→ **DOCUMENT EXCERPT**:
..........
Logitech launches the G Cloud, a bold new gaming handheld designed for the age of cloud-based video games.
Logitech, the $5 billion company best known for its workaday keyboards and mice, has a bold new product that’s worlds away from its basic computer peripherals. Today, the company is announcing the G Cloud, a handheld gaming device created specifically for playing cloud-based video games. Retailing for $349, the device will begin shipping in October.
The global market for portable gaming devices was $32 billion in 2020, according to one analysis, and it is expected to reach more than $50 billion by 2027, with established players like Nintendo and Xbox driving growth. Logitech’s Ujesh Desai, who led the G Cloud’s development, says gaming is about to have its Netflix moment, in which cloud-based games will be instantly accessible through a platform subscription, no expensive game console or cartridges required. “The infrastructure is there,” he says. Logitech is hoping to cash in on the momentum.
To that end, the G Cloud has an unfussy form factor, with a white plastic shell, more than a dozen buttons and controls, and a 7-inch, multi-touch screen. Designed to be comfortable to play for extended periods of time and for hands of various sizes, the device is lighter than others on the market and less bogged down by internal hardware. For the gaming equivalent of Netflix browsing and binging, the G Cloud is trying to make starting and playing a game as easy as possible. “We support the Microsofts, the Googles, the Apples of the world. We respect where their strengths are, and our job is to fill in areas where we think we can add greater value,” Desai says. For its partnership with Microsoft specifically, Logitech is framing the G Cloud as a natural companion to the Xbox Game Pass subscription service.
Logitech is already familiar to gamers for Logitech G, its video game-focused line of products, including headsets, controllers, genre-specific devices like steering wheels for racing games, and heavy equipment controls for farm simulator games. G Cloud is its first standalone device, and its first with a screen.
..........
→ **DATASET EXCERPT**:
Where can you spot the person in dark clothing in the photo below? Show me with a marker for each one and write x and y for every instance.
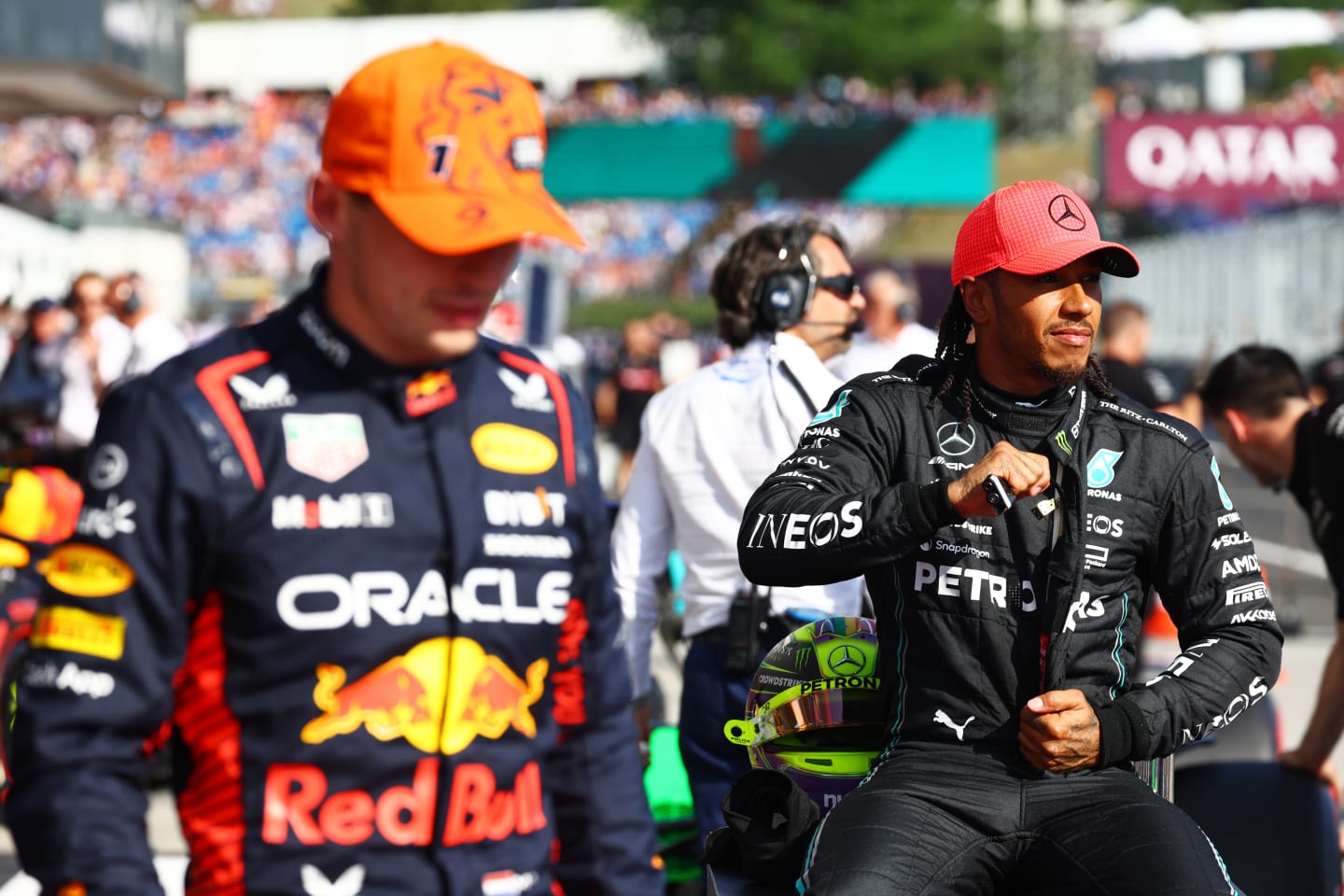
..........
→ **PROBLEM DETAILS**:
Repeat everything from "Logitech is already" down to "with a screen." in the G Cloud article word for word.

→ **WRITTEN ANSWER**:
Logitech is already familiar to gamers for Logitech G, its video game-focused line of products, including headsets, controllers, genre-specific devices like steering wheels for racing games, and heavy equipment controls for farm simulator games. G Cloud is its first standalone device, and its first with a screen.